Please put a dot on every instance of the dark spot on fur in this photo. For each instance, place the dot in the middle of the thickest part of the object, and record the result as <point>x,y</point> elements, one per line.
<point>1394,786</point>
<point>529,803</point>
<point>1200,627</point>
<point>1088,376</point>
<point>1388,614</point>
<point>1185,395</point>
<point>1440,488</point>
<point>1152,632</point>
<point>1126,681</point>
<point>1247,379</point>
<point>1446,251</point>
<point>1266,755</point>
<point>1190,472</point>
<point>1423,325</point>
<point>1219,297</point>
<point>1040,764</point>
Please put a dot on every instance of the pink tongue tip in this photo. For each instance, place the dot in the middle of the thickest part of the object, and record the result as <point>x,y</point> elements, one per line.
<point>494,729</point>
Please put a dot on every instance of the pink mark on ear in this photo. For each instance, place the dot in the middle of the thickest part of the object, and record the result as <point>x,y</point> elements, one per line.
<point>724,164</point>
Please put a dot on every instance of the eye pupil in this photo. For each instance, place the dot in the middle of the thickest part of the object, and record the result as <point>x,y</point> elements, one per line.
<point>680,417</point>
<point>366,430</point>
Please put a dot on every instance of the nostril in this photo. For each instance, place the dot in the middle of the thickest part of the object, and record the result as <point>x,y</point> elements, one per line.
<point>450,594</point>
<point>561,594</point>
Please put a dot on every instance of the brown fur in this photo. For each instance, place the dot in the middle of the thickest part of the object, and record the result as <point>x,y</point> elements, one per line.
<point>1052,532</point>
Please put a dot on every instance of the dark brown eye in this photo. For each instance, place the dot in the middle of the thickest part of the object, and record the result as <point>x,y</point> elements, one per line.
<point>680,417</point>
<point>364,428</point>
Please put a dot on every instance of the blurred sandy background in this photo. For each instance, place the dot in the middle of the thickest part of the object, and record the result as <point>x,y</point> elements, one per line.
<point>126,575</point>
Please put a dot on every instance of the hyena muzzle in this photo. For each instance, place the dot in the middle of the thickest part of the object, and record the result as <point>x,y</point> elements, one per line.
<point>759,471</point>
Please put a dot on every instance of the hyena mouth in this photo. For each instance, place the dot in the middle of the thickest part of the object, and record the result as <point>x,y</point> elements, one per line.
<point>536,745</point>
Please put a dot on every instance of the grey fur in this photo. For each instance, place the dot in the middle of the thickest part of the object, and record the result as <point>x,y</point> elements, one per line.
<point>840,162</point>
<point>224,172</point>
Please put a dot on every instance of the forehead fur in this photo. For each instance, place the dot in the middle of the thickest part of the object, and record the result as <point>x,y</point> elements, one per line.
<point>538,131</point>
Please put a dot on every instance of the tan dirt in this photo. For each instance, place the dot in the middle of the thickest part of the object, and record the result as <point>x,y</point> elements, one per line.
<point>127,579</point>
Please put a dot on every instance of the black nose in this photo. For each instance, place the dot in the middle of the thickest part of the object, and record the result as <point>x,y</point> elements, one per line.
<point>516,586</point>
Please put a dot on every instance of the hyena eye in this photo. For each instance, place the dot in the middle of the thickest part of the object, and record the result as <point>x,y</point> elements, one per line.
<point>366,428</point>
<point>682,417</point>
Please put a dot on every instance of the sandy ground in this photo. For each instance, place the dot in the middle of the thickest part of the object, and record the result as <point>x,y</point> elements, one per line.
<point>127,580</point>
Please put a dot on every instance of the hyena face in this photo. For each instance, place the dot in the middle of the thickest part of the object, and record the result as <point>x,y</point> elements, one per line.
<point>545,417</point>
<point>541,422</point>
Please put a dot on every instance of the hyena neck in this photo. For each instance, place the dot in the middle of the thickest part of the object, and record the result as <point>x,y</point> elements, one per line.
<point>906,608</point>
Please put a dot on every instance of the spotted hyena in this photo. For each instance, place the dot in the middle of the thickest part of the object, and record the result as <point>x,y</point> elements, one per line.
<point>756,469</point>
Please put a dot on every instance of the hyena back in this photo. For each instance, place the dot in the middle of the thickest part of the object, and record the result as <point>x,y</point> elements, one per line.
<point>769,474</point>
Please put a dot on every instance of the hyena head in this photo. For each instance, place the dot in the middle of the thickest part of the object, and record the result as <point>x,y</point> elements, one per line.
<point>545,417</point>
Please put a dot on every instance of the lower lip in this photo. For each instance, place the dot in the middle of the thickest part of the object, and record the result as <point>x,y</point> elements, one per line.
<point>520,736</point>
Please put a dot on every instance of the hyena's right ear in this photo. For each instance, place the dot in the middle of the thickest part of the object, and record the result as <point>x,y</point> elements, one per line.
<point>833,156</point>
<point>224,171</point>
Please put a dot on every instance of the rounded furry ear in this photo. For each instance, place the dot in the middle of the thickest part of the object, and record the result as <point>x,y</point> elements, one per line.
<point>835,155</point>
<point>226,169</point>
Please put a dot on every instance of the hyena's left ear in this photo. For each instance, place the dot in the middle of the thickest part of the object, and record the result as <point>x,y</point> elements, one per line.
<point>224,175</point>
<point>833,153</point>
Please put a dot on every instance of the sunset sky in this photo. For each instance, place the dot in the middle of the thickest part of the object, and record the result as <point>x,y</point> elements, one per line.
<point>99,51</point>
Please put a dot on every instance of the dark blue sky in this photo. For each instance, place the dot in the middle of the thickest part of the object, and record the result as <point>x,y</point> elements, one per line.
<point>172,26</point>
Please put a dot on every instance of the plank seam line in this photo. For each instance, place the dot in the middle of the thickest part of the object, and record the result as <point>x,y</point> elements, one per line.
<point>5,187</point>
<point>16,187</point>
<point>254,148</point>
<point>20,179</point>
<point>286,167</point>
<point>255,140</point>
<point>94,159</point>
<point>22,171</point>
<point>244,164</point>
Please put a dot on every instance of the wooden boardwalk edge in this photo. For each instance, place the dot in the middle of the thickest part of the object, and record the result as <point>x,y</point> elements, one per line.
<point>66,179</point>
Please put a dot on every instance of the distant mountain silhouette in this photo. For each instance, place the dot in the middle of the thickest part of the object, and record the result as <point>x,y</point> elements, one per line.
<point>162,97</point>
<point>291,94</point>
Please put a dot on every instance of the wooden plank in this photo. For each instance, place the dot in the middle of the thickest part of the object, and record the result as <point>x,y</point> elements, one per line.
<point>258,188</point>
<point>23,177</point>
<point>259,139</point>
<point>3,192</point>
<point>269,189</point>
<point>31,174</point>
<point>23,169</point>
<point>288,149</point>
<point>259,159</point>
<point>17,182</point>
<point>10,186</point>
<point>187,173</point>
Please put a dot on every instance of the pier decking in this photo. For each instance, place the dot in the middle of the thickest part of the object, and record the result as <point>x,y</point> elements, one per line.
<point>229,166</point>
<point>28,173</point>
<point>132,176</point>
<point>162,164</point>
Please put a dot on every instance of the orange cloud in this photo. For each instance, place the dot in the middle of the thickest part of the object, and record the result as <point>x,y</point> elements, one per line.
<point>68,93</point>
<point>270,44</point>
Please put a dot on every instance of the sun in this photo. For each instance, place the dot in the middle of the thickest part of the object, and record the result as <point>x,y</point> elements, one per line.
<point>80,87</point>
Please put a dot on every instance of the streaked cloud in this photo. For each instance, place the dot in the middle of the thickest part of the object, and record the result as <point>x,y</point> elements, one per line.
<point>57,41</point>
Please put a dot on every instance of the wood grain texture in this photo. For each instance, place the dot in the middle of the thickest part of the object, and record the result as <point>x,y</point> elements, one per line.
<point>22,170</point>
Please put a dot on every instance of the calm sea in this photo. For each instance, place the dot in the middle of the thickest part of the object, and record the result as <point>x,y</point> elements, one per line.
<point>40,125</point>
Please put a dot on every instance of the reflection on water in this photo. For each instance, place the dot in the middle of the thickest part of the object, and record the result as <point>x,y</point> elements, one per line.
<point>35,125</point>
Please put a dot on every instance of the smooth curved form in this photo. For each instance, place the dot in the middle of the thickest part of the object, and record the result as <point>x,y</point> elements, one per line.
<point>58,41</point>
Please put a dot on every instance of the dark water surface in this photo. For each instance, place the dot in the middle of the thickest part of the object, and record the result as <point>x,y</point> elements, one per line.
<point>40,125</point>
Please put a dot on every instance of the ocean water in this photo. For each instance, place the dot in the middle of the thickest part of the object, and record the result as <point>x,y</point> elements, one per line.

------------

» **ОПИСАНИЕ ЗАДАНИЯ**
Перепишите материал от строки с «Please put a dot on every instance of the hyena mouth» до строки с «<point>536,745</point>» включительно, заменив «mouth» на «teeth» и не трогая остального.

» **ОТВЕТ НИЖЕ**
Please put a dot on every instance of the hyena teeth in this photo. For each instance, place the dot in the middle of the thickest part of the object, and record the result as <point>x,y</point> elements, one per line.
<point>536,745</point>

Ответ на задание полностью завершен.